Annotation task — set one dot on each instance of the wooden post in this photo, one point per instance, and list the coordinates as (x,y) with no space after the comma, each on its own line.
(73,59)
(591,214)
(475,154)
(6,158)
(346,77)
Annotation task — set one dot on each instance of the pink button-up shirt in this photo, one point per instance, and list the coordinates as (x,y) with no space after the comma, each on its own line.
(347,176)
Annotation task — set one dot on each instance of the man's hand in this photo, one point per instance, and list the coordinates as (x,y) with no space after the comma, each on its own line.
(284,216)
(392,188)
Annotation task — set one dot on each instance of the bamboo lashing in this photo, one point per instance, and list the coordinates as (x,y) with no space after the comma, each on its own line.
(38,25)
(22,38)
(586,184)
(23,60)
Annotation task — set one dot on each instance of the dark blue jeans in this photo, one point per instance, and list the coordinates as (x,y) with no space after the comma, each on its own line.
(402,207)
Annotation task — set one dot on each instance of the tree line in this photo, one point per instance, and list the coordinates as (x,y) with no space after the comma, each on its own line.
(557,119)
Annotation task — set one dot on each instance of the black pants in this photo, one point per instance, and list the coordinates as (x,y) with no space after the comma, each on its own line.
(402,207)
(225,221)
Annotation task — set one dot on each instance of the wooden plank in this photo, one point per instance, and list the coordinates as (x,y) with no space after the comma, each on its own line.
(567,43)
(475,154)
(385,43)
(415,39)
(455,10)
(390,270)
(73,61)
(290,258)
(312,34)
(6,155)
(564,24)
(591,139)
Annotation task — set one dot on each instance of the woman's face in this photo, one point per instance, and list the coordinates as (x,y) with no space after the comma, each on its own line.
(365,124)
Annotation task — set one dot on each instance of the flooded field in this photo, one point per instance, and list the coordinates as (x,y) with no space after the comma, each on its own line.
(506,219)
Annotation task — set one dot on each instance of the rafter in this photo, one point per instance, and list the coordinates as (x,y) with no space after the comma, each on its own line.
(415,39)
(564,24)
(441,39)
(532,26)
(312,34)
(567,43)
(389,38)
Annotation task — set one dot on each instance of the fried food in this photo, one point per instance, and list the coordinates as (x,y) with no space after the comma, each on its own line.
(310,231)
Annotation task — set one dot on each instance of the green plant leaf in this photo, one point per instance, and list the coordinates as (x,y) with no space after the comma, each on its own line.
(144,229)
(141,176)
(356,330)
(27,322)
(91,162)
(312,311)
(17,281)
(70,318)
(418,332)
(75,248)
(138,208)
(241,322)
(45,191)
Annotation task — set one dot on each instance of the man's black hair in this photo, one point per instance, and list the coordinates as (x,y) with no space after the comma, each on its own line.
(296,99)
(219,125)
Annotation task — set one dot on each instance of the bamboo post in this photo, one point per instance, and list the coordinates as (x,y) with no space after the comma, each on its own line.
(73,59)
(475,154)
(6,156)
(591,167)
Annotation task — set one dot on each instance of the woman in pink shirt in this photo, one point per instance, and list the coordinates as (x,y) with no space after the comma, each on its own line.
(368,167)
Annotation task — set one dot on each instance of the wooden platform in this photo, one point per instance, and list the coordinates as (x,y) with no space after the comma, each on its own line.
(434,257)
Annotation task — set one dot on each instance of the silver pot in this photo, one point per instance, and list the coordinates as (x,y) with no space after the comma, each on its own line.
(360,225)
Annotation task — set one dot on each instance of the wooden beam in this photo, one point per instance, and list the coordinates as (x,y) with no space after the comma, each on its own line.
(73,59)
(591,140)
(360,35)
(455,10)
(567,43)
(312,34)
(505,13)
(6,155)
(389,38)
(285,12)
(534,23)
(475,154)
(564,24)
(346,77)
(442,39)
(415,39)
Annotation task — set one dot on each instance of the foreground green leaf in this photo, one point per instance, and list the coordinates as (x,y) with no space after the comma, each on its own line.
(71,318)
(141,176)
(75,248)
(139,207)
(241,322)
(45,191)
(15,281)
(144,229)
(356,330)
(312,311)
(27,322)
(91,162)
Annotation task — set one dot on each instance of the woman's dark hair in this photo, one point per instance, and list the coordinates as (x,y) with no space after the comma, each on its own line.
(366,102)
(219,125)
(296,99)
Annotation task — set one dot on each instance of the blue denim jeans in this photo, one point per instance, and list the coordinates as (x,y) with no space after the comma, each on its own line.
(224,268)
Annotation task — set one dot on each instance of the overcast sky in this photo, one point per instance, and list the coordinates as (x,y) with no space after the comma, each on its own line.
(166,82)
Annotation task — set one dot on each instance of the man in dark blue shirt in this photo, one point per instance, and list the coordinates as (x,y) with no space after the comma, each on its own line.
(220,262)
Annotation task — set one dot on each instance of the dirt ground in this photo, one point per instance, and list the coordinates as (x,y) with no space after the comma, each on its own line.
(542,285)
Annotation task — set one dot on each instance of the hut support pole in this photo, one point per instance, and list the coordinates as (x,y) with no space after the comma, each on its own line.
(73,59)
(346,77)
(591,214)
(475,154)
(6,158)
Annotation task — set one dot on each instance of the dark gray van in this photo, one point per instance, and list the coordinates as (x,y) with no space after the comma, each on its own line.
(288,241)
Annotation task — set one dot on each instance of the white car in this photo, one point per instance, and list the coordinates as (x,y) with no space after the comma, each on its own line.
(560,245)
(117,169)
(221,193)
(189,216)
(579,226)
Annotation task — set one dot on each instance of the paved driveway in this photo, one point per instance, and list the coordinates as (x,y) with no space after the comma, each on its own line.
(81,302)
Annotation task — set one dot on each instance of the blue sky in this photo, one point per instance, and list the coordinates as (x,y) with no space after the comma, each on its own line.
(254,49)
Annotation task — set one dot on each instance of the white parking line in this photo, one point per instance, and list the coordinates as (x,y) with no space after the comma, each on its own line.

Your goal — Everything in the listing above should be restated exactly.

Result below —
Annotation task — set one dot on each instance of the wooden post in this photo, one point per instance, and list the coordinates as (x,y) with no space after the comma, each on its own line.
(73,59)
(591,214)
(475,154)
(6,158)
(346,77)
Annotation task — set one dot on each instance of the pink button-up shirt in this photo, one point per instance, and list the coordinates as (x,y) with no space after the comma, each on its own line.
(347,176)
Annotation task — set one dot on each instance of the man's hand in this photo, one point per instance, and list the coordinates as (x,y) with no space after the comma, each on its own line.
(284,216)
(392,188)
Annotation task — set one dot on each instance of the bamboo lashing in this photo, one point per instance, and list the coordinates as (x,y) with no space after the comma, each on its own line.
(38,25)
(22,38)
(586,184)
(23,60)
Annotation task — set one dot on each instance of the dark blue jeans in this photo, one point per instance, and list the coordinates as (x,y) with no space after the comma, each on its own line.
(402,207)
Annotation task — set one dot on each instance of the tree line in this photo, one point per instance, and list the coordinates as (x,y) with no space after the comma, each on its own line.
(557,119)
Annotation task — set one dot on each instance of the black pants in this photo, one point per instance, and list the coordinates as (x,y) with no space after the comma, each on its own line.
(402,207)
(225,221)
Annotation task — set one dot on each instance of the wooden plank in this photo, one point per instance, and list the coordinates as (x,y) with no space after the comma, each on its own line.
(567,43)
(475,154)
(385,43)
(415,39)
(455,10)
(390,270)
(73,61)
(290,258)
(312,34)
(6,155)
(564,24)
(591,139)
Annotation task — set one dot on each instance of the woman's face in this photo, one point per instance, and list the coordinates as (x,y) with no space after the comma, each on its own line.
(365,124)
Annotation task — set one dot on each instance of the flooded field in this photo, one point per instance, and list the coordinates as (x,y) with no space after the comma, each on its own line.
(506,219)
Annotation task — set one dot on each instance of the rafter in this photo, one point per instance, and list the coordinates as (x,y) with no space after the comma, each on its own line.
(415,39)
(564,24)
(441,39)
(532,26)
(312,34)
(567,43)
(389,38)
Annotation task — set one dot on each instance of the fried food in this photo, one point per instance, and list the coordinates as (x,y) with no space after the comma, each on its own line.
(310,231)
Annotation task — set one dot on each instance of the green plant leaf in this photo, one point per instance, and list the coordinates as (x,y) with no space after the comma, each on its own line.
(144,229)
(141,176)
(356,330)
(27,322)
(91,162)
(312,311)
(17,281)
(70,318)
(418,332)
(75,248)
(138,208)
(241,322)
(45,191)
Annotation task — set one dot on each instance of the man's black hair in this photo, one point per instance, and list the coordinates as (x,y) with no space after the comma, each on its own line.
(296,99)
(219,125)
Annotation task — set one dot on each instance of the bamboo post in this photo, one point per instance, and list the coordinates as (x,y) with no space after the comma, each on its own line.
(73,59)
(475,154)
(6,156)
(591,167)
Annotation task — set one dot on each instance of the woman in pink shirt in this photo, one point per instance, and list the coordinates as (x,y) with no space after the comma, each on its own line.
(368,167)
Annotation task — set one dot on each instance of the wooden platform in this photo, one point per instance, and list the coordinates as (x,y) with no space after the comma, each on its own line.
(434,257)
Annotation task — set one dot on each instance of the silver pot in this photo, one point per instance, and list the coordinates as (x,y) with no space after the comma, each on its own line.
(360,225)
Annotation task — set one dot on each instance of the wooden beam in this photo, one point per instance, and list the coordinates as (x,y) with no space after the comma, each on its own line.
(73,59)
(591,140)
(360,35)
(455,10)
(567,43)
(312,34)
(505,13)
(6,155)
(389,38)
(285,12)
(534,23)
(475,154)
(564,24)
(346,77)
(442,39)
(415,39)
Annotation task — set one dot on each instance of the foreground green leaf in this photo, one point per instance, and list the coordinates as (x,y) with no space after the comma, each on its own line.
(71,318)
(141,176)
(75,248)
(139,207)
(241,322)
(45,191)
(15,281)
(144,229)
(356,330)
(312,311)
(27,322)
(91,162)
Annotation task — set one dot on each instance of the woman's dark hair in this photo, one point per instance, and list the coordinates as (x,y) with no space after the comma, each on its own line.
(366,102)
(219,125)
(296,99)
Annotation task — set one dot on each instance of the blue denim jeans in this photo, one point per instance, and list the coordinates as (x,y) with no space after the comma, each on its own line.
(224,268)
Annotation task — set one dot on each instance of the overcast sky in this photo, one point per instance, and list the coordinates as (x,y) with no space after the comma, each on its own line.
(166,82)
Annotation task — set one dot on each instance of the man in dark blue shirt in this photo, one point per instance, and list the coordinates as (x,y) with no space after the comma, each on its own line.
(220,262)
Annotation task — set one dot on each instance of the dirt ground in this photo, one point per instance, and list the coordinates as (x,y) with no space after the comma, each on its own line.
(542,285)
Annotation task — set one dot on each instance of the hut support pole in this photo, one point per instance, and list the coordinates as (x,y) with no space after the comma, each on its own line.
(73,59)
(346,77)
(591,214)
(475,154)
(6,158)
Annotation task — set one dot on each instance of the dark gray van in this photo, one point per instance, and list the coordinates as (x,y) with no space after the comma, each on its own line.
(288,241)
Annotation task — set one dot on each instance of the white car in this photo, one point per instance, and list the coordinates as (x,y) with no space after the comma, each on its own line.
(560,245)
(117,169)
(221,193)
(189,216)
(579,226)
Annotation task — set one dot on each instance of the paved driveway in this photo, one point per instance, and list the coordinates as (x,y) with no space after the comma, each on its own line.
(81,302)
Annotation task — set one dot on each instance of the blue sky in this photo, one point per instance, and list the coordinates as (x,y) with no space after the comma, each on its own line.
(254,49)
Annotation task — set one dot on each instance of the white parking line in this photo, one point per instance, and list the coordinates as (x,y) with no space after the comma, each on its own line.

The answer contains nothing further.